• Exercise brief: Given the records below, would you repeat exactly the lines that begin at the one containing "of the shattered" and end at the one containing "the red poster", inclusive?

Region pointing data
--- --- ---

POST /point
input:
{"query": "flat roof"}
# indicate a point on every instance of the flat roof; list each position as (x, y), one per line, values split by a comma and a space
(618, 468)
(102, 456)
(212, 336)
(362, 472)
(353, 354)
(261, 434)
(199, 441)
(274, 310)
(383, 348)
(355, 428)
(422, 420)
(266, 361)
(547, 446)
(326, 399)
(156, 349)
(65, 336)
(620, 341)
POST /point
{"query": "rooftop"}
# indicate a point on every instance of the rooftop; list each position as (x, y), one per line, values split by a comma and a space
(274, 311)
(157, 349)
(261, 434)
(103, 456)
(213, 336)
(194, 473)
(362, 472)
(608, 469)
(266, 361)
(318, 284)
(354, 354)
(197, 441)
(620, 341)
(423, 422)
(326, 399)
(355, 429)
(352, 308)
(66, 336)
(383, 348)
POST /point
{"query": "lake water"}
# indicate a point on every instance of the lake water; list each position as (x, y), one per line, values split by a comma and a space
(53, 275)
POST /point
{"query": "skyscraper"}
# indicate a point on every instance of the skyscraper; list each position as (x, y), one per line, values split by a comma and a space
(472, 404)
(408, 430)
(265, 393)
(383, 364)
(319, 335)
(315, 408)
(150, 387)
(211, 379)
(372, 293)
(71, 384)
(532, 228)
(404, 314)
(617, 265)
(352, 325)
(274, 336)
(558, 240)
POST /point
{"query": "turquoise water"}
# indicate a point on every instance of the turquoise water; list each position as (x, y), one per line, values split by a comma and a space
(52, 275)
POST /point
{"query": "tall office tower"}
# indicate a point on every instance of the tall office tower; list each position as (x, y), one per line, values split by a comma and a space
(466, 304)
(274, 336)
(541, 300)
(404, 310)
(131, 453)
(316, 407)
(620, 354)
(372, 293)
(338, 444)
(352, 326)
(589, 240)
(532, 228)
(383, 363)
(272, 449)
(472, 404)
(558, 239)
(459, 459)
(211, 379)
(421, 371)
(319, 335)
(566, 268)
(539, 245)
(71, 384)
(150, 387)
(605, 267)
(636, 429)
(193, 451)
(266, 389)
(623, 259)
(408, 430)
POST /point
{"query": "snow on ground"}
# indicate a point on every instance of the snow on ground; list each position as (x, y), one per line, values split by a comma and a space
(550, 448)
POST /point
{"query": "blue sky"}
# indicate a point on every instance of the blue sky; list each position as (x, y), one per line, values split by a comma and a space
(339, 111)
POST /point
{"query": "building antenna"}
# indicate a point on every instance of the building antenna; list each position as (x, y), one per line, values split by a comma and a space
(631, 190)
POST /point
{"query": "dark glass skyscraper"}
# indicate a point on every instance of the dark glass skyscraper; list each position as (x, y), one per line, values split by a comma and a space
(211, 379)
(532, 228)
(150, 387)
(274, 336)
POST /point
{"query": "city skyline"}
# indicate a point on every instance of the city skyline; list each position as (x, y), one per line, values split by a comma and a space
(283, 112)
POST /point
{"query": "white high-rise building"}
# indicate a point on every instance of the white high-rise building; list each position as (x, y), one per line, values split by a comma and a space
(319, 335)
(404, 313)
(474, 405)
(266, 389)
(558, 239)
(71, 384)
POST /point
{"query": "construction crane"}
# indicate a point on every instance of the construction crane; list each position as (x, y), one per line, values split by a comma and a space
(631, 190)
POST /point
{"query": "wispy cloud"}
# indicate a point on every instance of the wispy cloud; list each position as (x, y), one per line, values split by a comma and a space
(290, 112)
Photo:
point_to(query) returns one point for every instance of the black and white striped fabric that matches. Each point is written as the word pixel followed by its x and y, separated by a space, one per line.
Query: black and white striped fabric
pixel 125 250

--- --- ---

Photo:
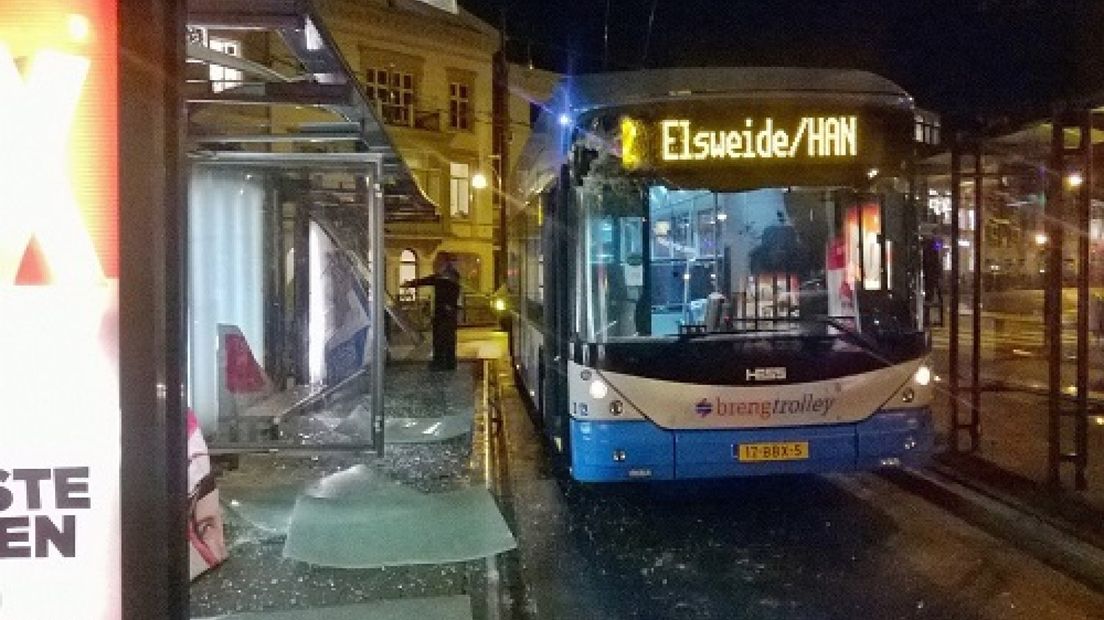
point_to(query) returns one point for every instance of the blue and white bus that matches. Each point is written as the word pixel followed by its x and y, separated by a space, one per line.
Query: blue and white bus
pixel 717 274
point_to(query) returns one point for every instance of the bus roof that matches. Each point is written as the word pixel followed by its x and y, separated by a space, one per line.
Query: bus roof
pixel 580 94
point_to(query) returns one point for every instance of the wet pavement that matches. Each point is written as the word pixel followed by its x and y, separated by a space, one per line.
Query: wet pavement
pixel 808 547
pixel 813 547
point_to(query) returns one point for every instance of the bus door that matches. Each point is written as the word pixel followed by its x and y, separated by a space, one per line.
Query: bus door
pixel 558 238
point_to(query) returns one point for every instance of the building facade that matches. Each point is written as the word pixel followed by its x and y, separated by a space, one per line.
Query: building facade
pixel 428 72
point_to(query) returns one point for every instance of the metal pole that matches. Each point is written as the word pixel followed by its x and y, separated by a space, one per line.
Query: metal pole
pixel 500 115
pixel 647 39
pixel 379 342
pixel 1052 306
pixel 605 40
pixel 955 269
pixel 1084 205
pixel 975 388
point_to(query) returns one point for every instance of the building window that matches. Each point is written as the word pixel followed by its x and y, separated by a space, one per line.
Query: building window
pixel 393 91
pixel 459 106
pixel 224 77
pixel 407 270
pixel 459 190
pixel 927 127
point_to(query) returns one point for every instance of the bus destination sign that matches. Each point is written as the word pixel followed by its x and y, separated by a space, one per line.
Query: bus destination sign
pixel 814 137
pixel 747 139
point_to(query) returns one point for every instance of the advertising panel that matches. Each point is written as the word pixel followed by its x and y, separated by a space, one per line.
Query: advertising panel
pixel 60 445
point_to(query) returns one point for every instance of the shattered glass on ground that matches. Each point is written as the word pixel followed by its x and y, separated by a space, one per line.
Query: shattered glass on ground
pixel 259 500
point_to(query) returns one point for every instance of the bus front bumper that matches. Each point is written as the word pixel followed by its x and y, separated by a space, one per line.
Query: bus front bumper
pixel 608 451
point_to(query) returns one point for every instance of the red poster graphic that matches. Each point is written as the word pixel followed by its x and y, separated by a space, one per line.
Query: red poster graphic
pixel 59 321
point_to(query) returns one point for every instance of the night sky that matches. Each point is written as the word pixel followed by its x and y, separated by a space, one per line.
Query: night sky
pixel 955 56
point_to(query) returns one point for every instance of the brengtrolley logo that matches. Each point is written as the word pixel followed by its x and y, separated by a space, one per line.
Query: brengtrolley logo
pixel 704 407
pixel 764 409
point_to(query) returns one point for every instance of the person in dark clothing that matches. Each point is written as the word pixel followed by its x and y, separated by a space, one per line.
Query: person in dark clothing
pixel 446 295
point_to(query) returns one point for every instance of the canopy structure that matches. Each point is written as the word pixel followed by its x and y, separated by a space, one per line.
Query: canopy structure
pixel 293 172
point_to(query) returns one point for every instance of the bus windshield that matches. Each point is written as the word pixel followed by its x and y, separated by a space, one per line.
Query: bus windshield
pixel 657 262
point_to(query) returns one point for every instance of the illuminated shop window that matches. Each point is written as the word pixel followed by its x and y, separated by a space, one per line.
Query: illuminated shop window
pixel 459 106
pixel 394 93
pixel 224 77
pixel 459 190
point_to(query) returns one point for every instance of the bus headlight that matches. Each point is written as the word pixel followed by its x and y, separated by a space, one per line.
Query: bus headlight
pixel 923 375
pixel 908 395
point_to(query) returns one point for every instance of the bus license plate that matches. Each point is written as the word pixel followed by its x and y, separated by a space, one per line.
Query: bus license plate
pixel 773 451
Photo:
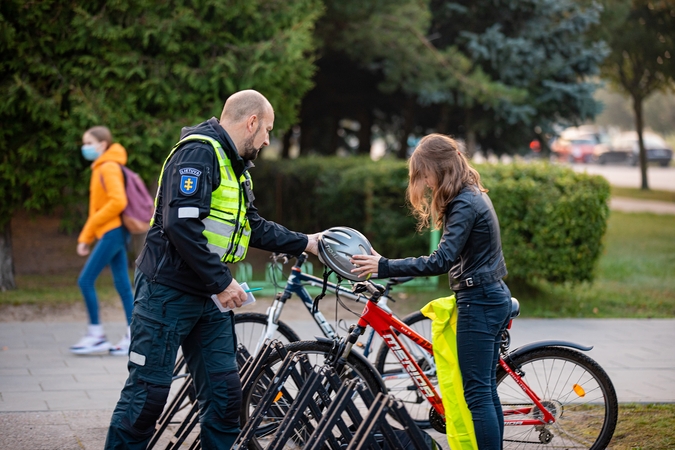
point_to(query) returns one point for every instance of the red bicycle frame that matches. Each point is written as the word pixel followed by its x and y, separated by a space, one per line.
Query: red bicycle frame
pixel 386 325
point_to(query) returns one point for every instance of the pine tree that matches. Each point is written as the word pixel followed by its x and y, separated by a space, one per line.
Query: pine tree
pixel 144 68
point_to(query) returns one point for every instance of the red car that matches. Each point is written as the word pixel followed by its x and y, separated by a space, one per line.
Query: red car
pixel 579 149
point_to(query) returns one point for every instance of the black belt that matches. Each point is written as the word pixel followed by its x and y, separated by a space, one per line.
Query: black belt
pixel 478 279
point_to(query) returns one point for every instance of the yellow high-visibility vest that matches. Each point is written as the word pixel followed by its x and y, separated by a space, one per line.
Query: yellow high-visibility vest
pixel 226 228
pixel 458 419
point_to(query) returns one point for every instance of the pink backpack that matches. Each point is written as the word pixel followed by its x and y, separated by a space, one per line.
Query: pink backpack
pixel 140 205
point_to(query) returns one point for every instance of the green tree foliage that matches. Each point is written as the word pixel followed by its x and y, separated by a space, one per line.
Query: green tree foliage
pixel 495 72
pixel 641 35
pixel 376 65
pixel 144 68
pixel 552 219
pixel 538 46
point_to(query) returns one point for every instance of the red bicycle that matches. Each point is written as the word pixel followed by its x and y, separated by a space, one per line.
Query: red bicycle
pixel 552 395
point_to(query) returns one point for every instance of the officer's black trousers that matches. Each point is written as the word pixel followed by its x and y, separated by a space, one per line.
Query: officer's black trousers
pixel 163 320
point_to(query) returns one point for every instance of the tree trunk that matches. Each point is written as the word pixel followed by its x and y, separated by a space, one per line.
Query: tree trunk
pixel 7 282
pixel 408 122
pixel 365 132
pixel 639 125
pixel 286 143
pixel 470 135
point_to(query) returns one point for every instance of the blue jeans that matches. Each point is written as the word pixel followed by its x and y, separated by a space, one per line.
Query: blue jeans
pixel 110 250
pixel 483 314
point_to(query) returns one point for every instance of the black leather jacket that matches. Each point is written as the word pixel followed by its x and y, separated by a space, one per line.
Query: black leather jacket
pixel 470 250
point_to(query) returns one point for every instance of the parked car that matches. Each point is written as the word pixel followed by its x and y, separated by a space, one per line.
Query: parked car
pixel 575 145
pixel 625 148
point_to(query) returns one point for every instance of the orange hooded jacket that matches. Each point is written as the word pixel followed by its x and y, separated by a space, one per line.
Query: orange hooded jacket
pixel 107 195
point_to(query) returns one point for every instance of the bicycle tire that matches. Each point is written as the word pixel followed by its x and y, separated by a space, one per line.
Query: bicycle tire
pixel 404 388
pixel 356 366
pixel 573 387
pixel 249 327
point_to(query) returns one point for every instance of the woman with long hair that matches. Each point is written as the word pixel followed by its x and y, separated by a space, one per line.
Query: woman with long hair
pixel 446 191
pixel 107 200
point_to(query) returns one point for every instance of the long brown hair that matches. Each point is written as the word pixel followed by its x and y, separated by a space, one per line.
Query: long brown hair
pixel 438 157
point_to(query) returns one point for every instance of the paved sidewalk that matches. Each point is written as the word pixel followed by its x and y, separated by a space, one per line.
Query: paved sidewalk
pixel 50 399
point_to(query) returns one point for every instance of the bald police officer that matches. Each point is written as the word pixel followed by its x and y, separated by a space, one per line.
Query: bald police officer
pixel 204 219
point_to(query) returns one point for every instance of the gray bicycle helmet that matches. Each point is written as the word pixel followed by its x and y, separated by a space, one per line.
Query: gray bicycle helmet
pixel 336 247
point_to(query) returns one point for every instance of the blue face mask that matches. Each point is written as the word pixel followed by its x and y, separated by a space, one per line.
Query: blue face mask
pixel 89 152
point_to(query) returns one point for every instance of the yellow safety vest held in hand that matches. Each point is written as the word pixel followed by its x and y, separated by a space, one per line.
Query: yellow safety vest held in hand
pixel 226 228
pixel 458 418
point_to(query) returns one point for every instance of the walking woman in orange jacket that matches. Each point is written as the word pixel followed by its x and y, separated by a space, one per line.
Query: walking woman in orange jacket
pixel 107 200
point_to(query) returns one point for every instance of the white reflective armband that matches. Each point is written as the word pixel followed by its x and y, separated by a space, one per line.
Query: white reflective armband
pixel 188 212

--- --- ---

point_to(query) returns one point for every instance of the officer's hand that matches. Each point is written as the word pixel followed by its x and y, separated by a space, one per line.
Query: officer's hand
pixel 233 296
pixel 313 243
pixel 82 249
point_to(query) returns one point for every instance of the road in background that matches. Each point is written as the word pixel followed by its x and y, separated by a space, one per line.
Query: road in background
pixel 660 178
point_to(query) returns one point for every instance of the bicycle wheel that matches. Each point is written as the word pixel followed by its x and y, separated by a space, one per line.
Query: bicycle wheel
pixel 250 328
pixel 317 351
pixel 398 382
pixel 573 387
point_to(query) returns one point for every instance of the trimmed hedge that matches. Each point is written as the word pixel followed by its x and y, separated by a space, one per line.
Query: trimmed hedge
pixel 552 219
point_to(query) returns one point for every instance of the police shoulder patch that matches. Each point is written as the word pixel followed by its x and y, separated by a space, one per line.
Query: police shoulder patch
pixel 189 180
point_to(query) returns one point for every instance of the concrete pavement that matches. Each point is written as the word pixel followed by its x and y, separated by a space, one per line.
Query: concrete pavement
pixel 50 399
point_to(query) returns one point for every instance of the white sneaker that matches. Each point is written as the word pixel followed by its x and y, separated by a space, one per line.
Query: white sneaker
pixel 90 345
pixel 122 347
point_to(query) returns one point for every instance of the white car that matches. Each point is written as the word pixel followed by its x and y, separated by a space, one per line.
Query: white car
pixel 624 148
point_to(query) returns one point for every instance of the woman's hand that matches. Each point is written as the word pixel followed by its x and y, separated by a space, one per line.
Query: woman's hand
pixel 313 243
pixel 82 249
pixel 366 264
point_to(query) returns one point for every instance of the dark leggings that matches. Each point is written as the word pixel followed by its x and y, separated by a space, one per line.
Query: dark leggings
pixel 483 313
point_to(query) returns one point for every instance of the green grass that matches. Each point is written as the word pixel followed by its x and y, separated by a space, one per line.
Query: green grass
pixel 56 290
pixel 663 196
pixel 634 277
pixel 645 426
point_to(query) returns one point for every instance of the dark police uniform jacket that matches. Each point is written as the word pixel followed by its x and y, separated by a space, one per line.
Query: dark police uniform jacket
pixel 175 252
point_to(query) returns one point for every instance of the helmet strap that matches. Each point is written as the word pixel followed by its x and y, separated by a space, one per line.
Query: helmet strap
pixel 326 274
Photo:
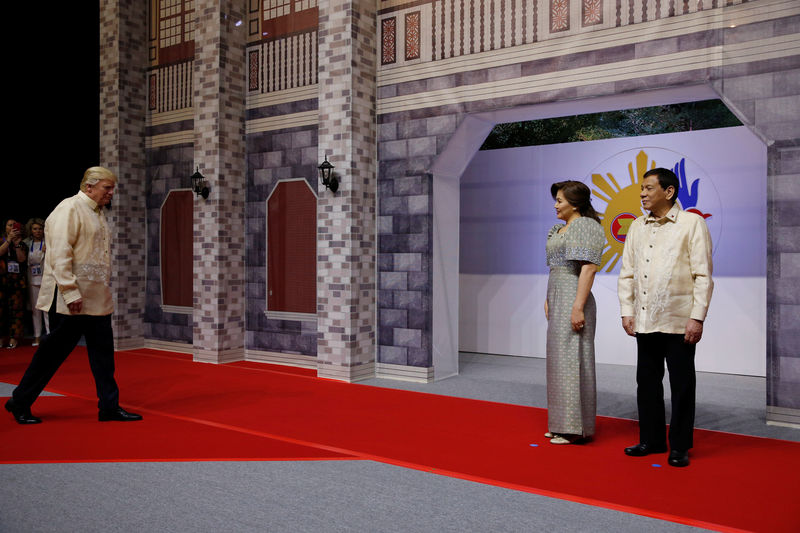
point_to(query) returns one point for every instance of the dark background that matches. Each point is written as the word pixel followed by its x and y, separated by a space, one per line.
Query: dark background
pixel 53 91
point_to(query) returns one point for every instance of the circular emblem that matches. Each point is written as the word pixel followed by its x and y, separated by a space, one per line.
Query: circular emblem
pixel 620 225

--- --- ---

• Response below:
point_to(query) returns one point for every instance of the shattered glass on ground that matches. Each point is written as the word pixel followed by its x and y, separated by a space, one per line.
Query: shattered glass on ground
pixel 259 500
point_to(query) returns one point for every instance of the bus front bumper that matches. Each point is written as the word pixel followed by its x and y, separated by a space, one per line.
Query: bus front bumper
pixel 608 451
point_to(query) returns one point for every instance of the red poster graphic that matches. Each point is written as the word pixel followed by its x and y, separated by a space, one per line.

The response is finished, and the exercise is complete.